** start of Task inputs **

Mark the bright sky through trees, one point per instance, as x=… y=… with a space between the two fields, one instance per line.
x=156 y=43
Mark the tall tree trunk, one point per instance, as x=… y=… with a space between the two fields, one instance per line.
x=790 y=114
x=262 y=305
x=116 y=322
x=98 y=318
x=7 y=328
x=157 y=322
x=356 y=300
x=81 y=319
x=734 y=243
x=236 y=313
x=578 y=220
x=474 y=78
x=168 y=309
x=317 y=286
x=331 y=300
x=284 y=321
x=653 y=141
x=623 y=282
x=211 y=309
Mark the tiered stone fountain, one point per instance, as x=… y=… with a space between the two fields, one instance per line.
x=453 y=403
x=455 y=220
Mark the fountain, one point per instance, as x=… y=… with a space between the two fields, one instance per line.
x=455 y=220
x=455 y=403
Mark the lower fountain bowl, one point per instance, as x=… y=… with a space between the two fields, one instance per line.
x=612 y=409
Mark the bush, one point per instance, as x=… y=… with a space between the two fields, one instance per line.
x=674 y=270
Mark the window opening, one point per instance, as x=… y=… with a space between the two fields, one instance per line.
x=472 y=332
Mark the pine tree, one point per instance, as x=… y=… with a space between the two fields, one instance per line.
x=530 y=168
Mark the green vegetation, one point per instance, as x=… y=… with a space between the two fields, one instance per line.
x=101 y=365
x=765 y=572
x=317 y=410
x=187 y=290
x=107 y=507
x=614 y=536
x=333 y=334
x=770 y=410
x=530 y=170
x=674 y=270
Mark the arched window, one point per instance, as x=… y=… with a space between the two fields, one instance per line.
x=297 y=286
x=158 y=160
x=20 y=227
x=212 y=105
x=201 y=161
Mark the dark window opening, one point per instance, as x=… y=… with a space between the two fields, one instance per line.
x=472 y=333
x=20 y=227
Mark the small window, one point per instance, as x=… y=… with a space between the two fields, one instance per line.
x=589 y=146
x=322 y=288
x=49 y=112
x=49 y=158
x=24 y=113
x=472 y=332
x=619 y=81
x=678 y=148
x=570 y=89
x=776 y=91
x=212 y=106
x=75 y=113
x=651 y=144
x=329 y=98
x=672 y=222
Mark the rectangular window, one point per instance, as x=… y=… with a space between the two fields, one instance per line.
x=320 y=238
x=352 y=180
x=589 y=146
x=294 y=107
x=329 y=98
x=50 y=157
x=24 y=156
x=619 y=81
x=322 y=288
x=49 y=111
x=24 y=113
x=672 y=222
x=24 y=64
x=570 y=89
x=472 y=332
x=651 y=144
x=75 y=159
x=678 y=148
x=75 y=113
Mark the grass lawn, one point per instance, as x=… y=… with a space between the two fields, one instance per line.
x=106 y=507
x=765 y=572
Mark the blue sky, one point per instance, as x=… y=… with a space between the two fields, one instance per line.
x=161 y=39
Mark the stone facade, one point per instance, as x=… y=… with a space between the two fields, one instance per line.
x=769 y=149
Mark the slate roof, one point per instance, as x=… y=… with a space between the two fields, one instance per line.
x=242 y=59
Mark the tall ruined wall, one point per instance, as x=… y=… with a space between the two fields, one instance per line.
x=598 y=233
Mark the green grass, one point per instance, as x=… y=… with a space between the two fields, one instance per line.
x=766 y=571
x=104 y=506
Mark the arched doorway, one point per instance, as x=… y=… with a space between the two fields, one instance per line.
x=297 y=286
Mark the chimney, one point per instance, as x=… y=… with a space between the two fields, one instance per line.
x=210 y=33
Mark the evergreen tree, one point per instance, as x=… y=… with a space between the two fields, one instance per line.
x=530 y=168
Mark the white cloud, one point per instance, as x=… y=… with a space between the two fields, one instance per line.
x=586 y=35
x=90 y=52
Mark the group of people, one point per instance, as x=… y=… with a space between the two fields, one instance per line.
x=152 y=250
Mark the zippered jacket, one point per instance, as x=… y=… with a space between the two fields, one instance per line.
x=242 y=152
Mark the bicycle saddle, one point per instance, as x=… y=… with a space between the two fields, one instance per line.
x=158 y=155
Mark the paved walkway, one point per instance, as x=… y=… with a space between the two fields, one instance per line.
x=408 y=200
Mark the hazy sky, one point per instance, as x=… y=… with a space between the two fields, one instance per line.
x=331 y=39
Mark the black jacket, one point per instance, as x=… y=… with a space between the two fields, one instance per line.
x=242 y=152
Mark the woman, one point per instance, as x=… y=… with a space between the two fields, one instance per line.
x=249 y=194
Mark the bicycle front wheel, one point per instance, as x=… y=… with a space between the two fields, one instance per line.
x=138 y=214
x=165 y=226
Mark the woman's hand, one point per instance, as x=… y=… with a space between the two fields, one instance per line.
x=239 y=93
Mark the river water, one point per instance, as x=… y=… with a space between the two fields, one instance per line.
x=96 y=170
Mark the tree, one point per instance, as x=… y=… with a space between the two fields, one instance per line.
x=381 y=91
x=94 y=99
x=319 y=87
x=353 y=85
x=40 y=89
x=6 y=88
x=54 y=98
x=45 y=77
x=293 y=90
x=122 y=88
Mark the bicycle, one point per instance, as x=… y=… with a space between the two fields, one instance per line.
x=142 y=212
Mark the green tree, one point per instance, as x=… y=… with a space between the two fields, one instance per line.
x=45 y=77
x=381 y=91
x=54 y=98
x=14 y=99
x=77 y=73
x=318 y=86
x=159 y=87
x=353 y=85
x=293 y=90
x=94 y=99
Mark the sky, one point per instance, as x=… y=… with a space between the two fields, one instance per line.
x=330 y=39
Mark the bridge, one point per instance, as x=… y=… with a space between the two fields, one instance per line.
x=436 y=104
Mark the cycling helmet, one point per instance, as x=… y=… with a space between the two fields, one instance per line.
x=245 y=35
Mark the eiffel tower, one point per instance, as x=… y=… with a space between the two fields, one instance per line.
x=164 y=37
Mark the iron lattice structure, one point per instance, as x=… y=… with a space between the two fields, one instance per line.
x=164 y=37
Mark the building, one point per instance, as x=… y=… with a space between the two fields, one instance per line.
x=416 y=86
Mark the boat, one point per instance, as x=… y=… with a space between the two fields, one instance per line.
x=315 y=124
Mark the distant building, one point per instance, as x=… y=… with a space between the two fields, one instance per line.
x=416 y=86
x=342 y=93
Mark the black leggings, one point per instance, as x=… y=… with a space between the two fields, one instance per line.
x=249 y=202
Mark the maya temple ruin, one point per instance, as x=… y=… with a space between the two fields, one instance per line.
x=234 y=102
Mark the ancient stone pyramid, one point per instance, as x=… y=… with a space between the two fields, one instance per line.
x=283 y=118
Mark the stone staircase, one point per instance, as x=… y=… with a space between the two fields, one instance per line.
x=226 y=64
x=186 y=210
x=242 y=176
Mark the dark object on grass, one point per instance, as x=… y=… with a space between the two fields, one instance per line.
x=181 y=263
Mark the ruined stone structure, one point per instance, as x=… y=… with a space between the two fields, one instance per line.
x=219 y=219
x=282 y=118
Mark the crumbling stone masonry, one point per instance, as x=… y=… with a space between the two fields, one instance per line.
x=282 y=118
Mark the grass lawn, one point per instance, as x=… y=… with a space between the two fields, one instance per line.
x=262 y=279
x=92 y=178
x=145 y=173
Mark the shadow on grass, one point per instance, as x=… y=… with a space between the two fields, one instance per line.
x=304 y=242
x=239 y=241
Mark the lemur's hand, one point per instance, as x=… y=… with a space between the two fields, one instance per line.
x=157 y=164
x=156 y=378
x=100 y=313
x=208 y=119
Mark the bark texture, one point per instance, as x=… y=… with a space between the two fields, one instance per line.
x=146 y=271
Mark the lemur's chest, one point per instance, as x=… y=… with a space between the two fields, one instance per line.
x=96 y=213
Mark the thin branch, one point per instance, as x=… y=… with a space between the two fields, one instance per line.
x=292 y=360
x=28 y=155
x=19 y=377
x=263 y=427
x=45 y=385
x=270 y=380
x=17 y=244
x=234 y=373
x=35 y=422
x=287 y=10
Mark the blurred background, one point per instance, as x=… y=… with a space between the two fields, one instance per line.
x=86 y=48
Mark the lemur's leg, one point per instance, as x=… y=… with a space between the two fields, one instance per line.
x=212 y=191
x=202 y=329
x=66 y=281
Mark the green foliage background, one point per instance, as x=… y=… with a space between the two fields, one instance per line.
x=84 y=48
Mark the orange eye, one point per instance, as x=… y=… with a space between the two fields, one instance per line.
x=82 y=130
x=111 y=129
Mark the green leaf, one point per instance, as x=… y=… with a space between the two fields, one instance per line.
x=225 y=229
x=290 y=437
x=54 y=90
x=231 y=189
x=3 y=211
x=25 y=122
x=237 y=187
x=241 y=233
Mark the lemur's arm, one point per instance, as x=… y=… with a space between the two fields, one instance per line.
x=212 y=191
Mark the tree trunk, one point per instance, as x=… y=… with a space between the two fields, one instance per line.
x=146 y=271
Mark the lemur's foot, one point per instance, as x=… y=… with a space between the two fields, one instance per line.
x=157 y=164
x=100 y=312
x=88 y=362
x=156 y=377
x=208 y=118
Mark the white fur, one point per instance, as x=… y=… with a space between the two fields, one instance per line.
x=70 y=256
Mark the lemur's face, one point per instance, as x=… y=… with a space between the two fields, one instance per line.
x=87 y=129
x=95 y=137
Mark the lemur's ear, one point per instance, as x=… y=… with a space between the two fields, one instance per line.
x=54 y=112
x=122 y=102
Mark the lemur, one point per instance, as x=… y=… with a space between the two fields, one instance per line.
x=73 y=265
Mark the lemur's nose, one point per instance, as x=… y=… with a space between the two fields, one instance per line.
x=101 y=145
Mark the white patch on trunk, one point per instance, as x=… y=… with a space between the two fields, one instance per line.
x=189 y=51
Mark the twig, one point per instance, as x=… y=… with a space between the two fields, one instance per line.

** end of Task inputs **

Task statement
Copy out the rows above verbatim. Begin with the line containing "Mark the lemur's arm, one" and stop after the line containing "x=208 y=118", including both of those lines.

Correct response
Mark the lemur's arm, one point per instance, as x=… y=… with a space between the two fields, one instance per line.
x=212 y=191
Mark the tree trunk, one point per instance, as x=… y=… with a space between the two fields, one instance per line.
x=146 y=271
Mark the lemur's foot, one point per instance, as x=… y=… with a space between the two fields, one instance per line.
x=157 y=164
x=100 y=312
x=88 y=362
x=156 y=377
x=208 y=118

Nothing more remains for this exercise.